Excerpt to read:
↓

| Author/Contributor(s): | Heinrich, Bernd |
| Publisher: | Ecco |
| Date: | 7/12/2022 |
| Binding: | Paperback |
| Condition: | NEW |
An award-winning, much-loved biologist turns his gaze on himself, using his long-distance running to illuminate the changes to a human body over a lifetime
Part memoir, part scientific investigation, Racing the Clock is the book biologist and natural historian Bernd Heinrich has been waiting his entire life to write. A dedicated and accomplished marathon (and ultra-marathon) runner who won his first marathon at age thirty-nine, Heinrich looks deeply at running, aging, and the body, exploring the unresolved relationship between metabolism, diet, exercise, and age.
Why do some bodies age differently than others? How much control do we have over that process and what effect, if any, does being active have? Bringing to bear research from his entire career and in the spirit of his classic Why We Run, Heinrich probes the questions of how we use energy and continue to adapt to our mutable surroundings and circumstances. Beyond that, he examines how our bodies change while we age but also how we can work with, if not overcome, many of these changes—and what all this tells us about evolution and the mechanisms of life, health, and happiness.
Racing the Clock offers fascinating and surprising conclusions, all while bringing the reader along on Heinrich’s compelling journey to what he says will be his final race—a fifty-kilometer race at age eighty.
This unique blend of running memoir and scientific inquiry explores:
- The Biology of Aging: A biologist’s unique perspective on why we slow down, drawing fascinating parallels between human physiology and the life cycles of animals in the wild.
- Human Longevity: An investigation into the relationship between metabolism, exercise, and life span, questioning how much control we truly have over the aging process.
- Masters Running: The candid and inspiring story of a lifelong athlete who continues to compete in marathons and ultramarathons, culminating in a planned 50k race at age eighty.
- Endurance Running: A deep dive into what decades of long-distance running can teach us about our bodies, our limits, and the remarkable human capacity for adaptation.

↑

What this exercise asks:
A. According to the book description, what purpose does Heinrich's own long-distance running serve in the book? Answer in one to three sentences.
B. Transcribe the part of the book description starting at "This unique blend" and ending at "in the wild.".

Material provided:

↓

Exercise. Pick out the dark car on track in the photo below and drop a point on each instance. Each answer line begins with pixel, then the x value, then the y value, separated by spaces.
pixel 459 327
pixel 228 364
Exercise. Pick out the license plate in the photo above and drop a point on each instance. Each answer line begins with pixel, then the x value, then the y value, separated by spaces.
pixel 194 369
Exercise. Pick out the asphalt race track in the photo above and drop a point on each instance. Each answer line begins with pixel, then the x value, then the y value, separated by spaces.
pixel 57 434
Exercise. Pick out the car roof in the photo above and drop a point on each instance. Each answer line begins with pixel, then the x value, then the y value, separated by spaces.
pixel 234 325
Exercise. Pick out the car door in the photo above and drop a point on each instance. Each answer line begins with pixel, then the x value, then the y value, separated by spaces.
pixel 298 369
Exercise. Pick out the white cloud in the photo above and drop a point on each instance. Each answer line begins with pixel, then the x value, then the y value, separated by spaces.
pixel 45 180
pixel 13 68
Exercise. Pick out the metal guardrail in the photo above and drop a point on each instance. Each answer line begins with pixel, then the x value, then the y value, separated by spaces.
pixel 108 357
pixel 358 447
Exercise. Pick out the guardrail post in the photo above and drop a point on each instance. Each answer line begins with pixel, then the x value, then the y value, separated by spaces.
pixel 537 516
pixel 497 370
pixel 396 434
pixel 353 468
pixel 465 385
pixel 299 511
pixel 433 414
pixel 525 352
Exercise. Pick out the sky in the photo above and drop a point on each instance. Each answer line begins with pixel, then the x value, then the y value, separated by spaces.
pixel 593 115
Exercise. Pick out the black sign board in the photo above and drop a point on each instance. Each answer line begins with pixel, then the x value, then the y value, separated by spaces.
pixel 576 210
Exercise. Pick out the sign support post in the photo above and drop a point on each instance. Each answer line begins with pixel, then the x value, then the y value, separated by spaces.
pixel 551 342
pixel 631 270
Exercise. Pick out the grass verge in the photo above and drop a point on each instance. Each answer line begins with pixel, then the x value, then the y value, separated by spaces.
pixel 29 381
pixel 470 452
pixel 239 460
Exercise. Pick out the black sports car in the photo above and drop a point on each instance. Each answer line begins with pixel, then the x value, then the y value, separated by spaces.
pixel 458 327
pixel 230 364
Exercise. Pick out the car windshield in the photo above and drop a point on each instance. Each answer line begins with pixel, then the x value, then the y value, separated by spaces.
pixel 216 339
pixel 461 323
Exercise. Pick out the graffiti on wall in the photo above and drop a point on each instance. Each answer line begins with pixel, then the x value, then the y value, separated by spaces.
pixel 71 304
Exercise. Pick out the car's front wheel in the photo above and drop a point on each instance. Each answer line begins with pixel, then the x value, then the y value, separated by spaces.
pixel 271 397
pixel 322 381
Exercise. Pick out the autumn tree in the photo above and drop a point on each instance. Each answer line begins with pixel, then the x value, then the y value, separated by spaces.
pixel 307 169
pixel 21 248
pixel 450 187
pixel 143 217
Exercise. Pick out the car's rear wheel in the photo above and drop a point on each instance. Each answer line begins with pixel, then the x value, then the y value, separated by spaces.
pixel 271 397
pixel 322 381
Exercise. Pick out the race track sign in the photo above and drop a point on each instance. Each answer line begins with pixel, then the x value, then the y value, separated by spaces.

↑

Solved tasks:
A. Heinrich uses his long-distance running to illuminate the changes to a human body over a lifetime. Drawing on his experience as a marathon and ultra-marathon runner, he examines running, aging, and the body to explore the unresolved relationship between metabolism, diet, exercise, and age.

B.
This unique blend of running memoir and scientific inquiry explores:
- The Biology of Aging: A biologist’s unique perspective on why we slow down, drawing fascinating parallels between human physiology and the life cycles of animals in the wild.